## ПРЕДОСТАВЛЕННЫЙ ОТРЫВОК:
········

Пиши и продавай!
как написать статью, книгу, рекламный текст на сайте копирайтеров

 <<<     ΛΛΛ     >>>   

Эти к Луне не летают! Они вообще вряд ли понимают, что величайшие шаги человеческого прогресса - следствия не зализанных ран, а проявлений глубокого трепета. Отдавая должное извечной преемственности основных побуждающих принципов человеческой эволюции, авторы фильма показывают затем такой же символический монолит в укромном уголке Луны, где к нему прикасается рукавица астронавта. Третий монолит находят свободно парящим в далеком космосе - и он как прежде загадочен, потому что олицетворяет извечную Тайну.

Одним из самых ранних признаков отличия человеческого сознания от животного можно считать приручение огня; огонь, на мой взгляд, близок по символическому содержанию к монолиту из фильма. Мы не знаем, когда именно человек укротил пламя; известно только, что в пещерах синантропов очаги разводили уже четыреста тысяч лет назад. Но зачем? Этого мы тоже не знаем. Очевидно, что еду на огне тогда еще не готовили. Возможно, возле очагов просто грелись; не исключено, что огнем отпугивали диких зверей. Но наиболее вероятным выглядит предположение, что танцующие языки пламени просто завораживали древнего человека. Во всех уголках света сохранились бесчисленные мифы о похищении огня, и почти всюду в это рискованное предприятие пускаются не ради практической пользы, но только потому, что огонь прекрасен. Вокруг огня можно плясать или просто сидеть и смотреть на него. Кроме того, в мифах обычно подчеркивается, что именно этот великия подвиг позволил человеку стать непохожим на зверей. Огню до сих пор поклоняются как божеству. Во многих культурах разведение домашнего очага имеет явные признаки ритуала. В Риме одной из самых почитамых богинь была Веста, во славу которой весталки разводили священный огонь.

Очарованность пламенем, чья загадочность сравнима с тайной монолита из фильма Кубрика, можно считать древнейшим в истории нашего рода свидетельством открытости и готовности пускаться в опасные путешествия, которые издавна стали важнейшей и уникальной чертой человека, отличающей его от обычных животных. И эта характерная особенность с поразительной ясностью проявилась в событии, о котором я не устану говорить с восхищением.

В предшествующих главах мы рассуждали о других проявлениях душевного трепета, благодаря которому представители нашего вида превосходили самих себя. Охотники с благоговейным трепетом относились к окружавшим их диким зверям, земледельцы - к чуду посеянного зерна, Древнешумерские жрецы-звездочеты - к размеренному ходу планет по небосводу. Все было таким таинственным, невыразимым и странным! Ницше назвал человека «больным зверем», das kranke Tier, потому что наш образ жизни изменчив и непредсказуем. В отличие от других видов животных, наше естество не сковано жесткими схемами. Лев вынужден всю жизнь быть львом, собака - собакой, но человек может стать астронавтом, троглодитом, философом, моряком, хлебопашцем или скульптором. Он умеет играть и воплощать в своей жизни бесконечное множество совершенно разных судеб, а выбор его не определяется ни рассудком, ни просто здравым смыслом - только приступами восторга, или, как сказал Робинсон Джефферс, «миражами, выманивающими за ограду». Тот же поэт заявил: «Человечество - яйцо, откуда нужно вылупиться, панцирь, который надо расколоть, уголь, что должен стать пламенем, атом, требующий расщепления». Но что же выманивает нас за ограду?

········

## ЗАПИСИ НАБОРА ДАННЫХ:
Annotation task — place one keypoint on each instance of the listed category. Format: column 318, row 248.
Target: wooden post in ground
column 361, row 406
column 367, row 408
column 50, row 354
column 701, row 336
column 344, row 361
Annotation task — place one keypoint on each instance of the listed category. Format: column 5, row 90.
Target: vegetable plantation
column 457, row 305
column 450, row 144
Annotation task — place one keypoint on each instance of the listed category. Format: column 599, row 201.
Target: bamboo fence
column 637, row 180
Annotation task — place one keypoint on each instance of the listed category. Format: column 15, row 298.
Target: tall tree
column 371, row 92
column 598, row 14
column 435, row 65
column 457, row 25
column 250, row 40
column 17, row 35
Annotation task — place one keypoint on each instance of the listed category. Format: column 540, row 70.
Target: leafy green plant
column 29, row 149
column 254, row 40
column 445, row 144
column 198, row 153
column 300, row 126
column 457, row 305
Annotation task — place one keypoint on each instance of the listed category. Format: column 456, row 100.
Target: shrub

········

## ЗАДАНИЯ:
A - Сколько лет назад, согласно отрывку, в пещерах синантропов уже разводили очаги?
B - Сообщите, пожалуйста, все строки записей, где встречается слово «task», с учетом регистра букв.

## ОТВЕТЫ К УПРАЖНЕНИЮ:
A - Четыреста тысяч лет назад.

B -
Annotation task — place one keypoint on each instance of the listed category. Format: column 318, row 248.
Annotation task — place one keypoint on each instance of the listed category. Format: column 5, row 90.
Annotation task — place one keypoint on each instance of the listed category. Format: column 599, row 201.
Annotation task — place one keypoint on each instance of the listed category. Format: column 15, row 298.
Annotation task — place one keypoint on each instance of the listed category. Format: column 540, row 70.
Annotation task — place one keypoint on each instance of the listed category. Format: column 456, row 100.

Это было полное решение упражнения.